_Action item_
Search the listing for the string "black" and copy every line that contains it.

_Input records_
........
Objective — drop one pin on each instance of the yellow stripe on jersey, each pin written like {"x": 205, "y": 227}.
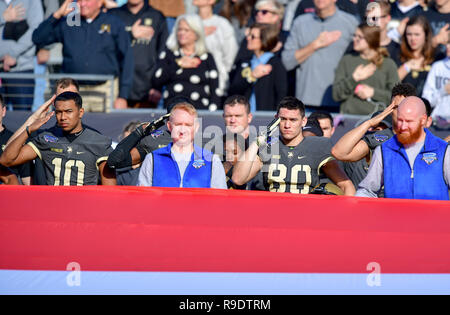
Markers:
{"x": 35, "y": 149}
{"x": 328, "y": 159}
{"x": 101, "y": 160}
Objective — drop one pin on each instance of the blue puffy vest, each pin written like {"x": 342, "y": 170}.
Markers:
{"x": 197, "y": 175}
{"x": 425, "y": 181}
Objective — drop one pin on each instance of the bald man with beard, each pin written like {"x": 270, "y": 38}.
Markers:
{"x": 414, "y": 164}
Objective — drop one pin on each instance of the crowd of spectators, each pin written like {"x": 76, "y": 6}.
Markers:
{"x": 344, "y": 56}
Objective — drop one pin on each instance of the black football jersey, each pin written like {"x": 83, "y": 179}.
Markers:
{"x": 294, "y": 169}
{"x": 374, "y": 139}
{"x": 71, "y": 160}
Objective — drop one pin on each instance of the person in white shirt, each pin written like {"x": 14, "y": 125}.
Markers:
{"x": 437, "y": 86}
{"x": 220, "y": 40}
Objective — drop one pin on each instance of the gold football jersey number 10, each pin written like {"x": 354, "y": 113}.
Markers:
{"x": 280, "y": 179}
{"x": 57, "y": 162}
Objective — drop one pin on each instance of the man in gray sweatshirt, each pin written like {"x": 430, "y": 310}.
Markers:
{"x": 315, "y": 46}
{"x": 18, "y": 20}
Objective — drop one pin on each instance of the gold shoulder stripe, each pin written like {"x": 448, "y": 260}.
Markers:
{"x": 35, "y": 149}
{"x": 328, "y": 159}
........
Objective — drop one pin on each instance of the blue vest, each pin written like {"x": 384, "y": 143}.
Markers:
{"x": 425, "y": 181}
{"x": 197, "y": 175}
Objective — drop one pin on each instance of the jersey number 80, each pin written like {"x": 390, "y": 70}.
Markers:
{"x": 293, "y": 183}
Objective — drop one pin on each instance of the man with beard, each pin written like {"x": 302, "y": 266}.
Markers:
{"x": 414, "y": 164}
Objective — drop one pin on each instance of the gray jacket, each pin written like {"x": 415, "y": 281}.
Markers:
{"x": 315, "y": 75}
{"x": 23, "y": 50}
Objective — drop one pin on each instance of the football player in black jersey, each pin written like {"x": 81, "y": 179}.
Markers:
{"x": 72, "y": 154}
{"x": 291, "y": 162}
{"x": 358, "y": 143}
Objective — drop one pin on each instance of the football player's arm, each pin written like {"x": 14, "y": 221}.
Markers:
........
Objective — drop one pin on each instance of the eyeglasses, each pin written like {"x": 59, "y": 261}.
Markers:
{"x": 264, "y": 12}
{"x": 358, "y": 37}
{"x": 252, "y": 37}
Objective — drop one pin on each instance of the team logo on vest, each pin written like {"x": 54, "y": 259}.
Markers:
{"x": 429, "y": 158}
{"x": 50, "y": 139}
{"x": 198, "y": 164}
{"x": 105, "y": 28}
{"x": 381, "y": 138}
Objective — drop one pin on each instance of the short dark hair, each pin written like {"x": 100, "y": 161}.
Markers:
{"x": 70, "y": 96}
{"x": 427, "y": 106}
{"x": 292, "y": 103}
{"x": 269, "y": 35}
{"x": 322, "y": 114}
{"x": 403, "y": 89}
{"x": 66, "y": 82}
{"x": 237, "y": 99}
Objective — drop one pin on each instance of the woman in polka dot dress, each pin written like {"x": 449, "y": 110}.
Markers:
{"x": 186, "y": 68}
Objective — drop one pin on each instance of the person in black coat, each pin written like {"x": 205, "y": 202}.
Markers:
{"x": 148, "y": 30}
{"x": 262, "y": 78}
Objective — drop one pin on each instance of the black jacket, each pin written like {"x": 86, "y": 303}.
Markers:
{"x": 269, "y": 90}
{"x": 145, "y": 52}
........
_Task answer_
Objective — drop one pin on each instance of the black football jersey, each pin written like {"x": 83, "y": 179}.
Objective — drop one pin on each instance of the football player in black jersey, each pin written like {"x": 81, "y": 179}.
Objective — drop one pin on each instance of the person in black coat, each pin written like {"x": 205, "y": 202}.
Objective — drop one pin on each instance of the black jacket, each pin written like {"x": 86, "y": 303}.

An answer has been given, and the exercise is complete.